### [Task description]
Using the entries below, output exactly the line containing "of the beige" and all lines that follow it to the end.

* start Data listing *

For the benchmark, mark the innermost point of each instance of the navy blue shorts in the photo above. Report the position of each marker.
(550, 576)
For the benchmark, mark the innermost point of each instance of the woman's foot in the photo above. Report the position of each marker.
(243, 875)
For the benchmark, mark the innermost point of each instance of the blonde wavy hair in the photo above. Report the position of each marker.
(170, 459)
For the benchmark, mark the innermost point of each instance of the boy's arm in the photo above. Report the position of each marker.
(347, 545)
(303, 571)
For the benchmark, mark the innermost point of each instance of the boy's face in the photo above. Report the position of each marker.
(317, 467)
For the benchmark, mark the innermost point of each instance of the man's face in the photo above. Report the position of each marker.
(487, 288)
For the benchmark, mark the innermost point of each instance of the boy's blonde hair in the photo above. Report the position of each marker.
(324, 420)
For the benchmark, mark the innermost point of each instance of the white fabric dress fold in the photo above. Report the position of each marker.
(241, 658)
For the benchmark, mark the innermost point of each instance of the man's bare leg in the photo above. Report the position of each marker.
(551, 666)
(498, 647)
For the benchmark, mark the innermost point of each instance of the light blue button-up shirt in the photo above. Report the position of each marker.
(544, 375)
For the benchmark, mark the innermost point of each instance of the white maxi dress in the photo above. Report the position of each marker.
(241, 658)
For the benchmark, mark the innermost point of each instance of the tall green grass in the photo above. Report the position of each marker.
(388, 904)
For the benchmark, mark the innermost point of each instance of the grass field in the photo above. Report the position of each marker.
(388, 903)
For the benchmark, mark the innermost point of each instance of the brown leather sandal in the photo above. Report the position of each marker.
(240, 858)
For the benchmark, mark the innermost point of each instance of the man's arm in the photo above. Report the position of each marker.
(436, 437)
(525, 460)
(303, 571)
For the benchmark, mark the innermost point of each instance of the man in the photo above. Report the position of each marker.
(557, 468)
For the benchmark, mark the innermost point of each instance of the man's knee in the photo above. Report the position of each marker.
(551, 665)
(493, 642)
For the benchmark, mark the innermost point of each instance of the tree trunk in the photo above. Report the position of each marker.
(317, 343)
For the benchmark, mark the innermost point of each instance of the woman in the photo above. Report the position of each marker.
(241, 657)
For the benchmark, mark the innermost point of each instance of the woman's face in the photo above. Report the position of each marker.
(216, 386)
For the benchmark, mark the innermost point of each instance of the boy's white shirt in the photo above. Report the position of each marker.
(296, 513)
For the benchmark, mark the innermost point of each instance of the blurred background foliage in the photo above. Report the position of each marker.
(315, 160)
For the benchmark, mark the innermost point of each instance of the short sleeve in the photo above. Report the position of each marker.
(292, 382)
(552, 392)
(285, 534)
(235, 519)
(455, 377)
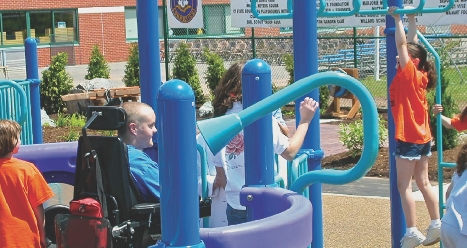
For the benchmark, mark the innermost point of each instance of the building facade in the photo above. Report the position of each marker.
(76, 26)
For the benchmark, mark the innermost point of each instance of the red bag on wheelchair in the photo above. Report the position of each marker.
(84, 227)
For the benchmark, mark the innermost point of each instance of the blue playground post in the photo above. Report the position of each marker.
(32, 75)
(149, 61)
(177, 164)
(259, 159)
(305, 49)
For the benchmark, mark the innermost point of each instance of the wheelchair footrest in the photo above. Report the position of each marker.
(146, 208)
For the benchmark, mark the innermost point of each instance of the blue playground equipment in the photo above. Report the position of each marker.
(173, 102)
(305, 47)
(20, 99)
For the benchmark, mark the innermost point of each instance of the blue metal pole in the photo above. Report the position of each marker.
(397, 213)
(32, 75)
(177, 163)
(149, 60)
(259, 159)
(305, 38)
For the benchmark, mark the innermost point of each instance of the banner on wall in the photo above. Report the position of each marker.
(185, 14)
(456, 15)
(242, 16)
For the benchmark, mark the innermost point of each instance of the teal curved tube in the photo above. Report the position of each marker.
(219, 131)
(23, 104)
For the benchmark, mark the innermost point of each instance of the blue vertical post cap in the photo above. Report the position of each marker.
(175, 89)
(163, 245)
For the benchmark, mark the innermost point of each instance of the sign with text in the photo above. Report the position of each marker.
(456, 15)
(185, 14)
(242, 16)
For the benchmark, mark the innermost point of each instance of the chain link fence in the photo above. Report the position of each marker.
(362, 48)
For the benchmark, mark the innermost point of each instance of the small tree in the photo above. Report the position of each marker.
(450, 108)
(98, 66)
(323, 90)
(185, 69)
(55, 83)
(131, 77)
(215, 70)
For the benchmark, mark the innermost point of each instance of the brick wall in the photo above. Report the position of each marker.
(107, 30)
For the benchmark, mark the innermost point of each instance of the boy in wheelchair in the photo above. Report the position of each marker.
(116, 172)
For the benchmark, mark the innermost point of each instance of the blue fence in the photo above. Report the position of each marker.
(15, 105)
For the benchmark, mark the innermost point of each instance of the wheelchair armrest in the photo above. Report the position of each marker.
(145, 208)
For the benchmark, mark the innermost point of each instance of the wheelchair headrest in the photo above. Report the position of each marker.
(109, 118)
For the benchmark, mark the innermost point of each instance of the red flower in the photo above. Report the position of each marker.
(235, 146)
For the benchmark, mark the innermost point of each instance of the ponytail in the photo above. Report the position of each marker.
(430, 69)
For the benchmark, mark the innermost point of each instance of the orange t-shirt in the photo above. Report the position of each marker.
(458, 124)
(23, 188)
(409, 105)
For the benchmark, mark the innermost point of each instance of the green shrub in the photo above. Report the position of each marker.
(450, 108)
(71, 136)
(56, 82)
(98, 66)
(351, 135)
(215, 70)
(185, 69)
(74, 120)
(131, 77)
(323, 90)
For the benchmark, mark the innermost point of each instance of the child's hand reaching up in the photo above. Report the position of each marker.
(308, 108)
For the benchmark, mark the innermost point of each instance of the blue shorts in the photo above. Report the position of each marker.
(412, 151)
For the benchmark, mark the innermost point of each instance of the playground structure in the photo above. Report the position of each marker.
(249, 115)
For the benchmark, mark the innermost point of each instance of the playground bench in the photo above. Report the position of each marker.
(100, 96)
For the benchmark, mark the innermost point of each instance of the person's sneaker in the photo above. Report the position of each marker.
(432, 235)
(413, 240)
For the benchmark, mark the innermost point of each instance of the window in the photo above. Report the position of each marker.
(46, 26)
(14, 28)
(64, 29)
(131, 25)
(41, 22)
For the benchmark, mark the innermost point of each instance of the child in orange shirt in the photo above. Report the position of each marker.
(459, 122)
(415, 75)
(24, 190)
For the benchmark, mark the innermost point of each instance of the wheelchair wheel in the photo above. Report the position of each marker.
(50, 213)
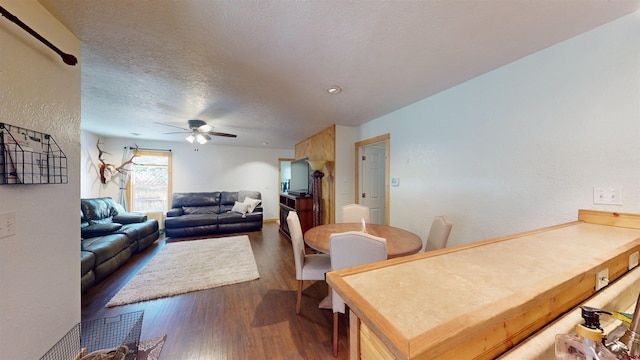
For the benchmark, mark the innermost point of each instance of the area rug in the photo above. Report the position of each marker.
(187, 266)
(150, 349)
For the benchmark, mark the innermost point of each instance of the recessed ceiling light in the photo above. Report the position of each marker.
(334, 89)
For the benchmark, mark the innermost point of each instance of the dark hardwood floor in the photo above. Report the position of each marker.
(251, 320)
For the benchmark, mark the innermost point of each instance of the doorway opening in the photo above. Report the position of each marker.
(372, 177)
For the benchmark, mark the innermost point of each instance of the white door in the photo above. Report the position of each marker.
(372, 167)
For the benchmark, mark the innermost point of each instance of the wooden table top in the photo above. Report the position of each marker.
(399, 242)
(500, 289)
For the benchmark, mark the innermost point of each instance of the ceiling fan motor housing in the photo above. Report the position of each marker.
(194, 124)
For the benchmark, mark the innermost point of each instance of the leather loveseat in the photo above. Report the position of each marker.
(209, 213)
(110, 237)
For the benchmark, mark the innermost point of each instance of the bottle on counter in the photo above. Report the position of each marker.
(586, 343)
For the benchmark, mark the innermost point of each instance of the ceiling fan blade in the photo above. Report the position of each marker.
(222, 134)
(177, 127)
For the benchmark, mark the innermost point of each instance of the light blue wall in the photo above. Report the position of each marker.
(523, 146)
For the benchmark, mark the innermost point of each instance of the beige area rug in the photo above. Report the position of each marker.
(193, 265)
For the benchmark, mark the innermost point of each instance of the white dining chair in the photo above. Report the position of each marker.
(308, 266)
(438, 233)
(350, 249)
(354, 213)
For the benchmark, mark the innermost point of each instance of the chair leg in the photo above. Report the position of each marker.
(335, 334)
(299, 300)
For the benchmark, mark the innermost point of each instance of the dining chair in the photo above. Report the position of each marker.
(308, 266)
(353, 213)
(349, 249)
(438, 234)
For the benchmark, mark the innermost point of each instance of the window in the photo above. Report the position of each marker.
(149, 187)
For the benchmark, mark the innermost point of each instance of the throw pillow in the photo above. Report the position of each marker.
(240, 207)
(251, 204)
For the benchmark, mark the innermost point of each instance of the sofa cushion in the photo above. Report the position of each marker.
(142, 229)
(129, 218)
(251, 204)
(179, 200)
(190, 220)
(234, 217)
(98, 209)
(105, 247)
(99, 229)
(240, 207)
(190, 210)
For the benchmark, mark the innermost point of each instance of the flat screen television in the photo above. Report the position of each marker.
(301, 181)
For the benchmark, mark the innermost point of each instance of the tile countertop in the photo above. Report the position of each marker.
(480, 299)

* end Data listing *

### [Result for this task]
For the benchmark, mark the innermost point of each instance of the beige area rug in the photo above. Report the position of each marker.
(193, 265)
For the benchmark, mark the innermost point of each instance of the white dining chair in the photo above. Report the position of each marker.
(308, 266)
(438, 233)
(350, 249)
(354, 213)
For the benchmark, mark the innermost point of each instance of the chair leg in the photo above. Report the position of each marker.
(335, 334)
(299, 300)
For the benchmark, mark the innermost point of each instance of the dining chair in the photo above. Report the position of each marker.
(308, 266)
(353, 213)
(349, 249)
(438, 234)
For the benchmark, mark the innermost point of each instance of the window in the photo above. Report the position of each marker.
(149, 187)
For the benchmark, mark the innermost point of each instance of the throw pillow in the photo above. Report the position of each marker.
(240, 207)
(251, 204)
For the benchmark, mark the innermost point of each instance of the sofa cushion in the photo above. Report the position of each marker.
(142, 229)
(129, 218)
(251, 204)
(179, 200)
(190, 220)
(234, 217)
(98, 209)
(105, 247)
(99, 229)
(240, 207)
(190, 210)
For the benchmark, mark the innermost point of each instance of the flat screen television in the photo above. Report the position of each marker.
(301, 181)
For the benchmark, mark the innermost point of each instance of the tile countertop in the photo above. Report the position of each marker.
(480, 299)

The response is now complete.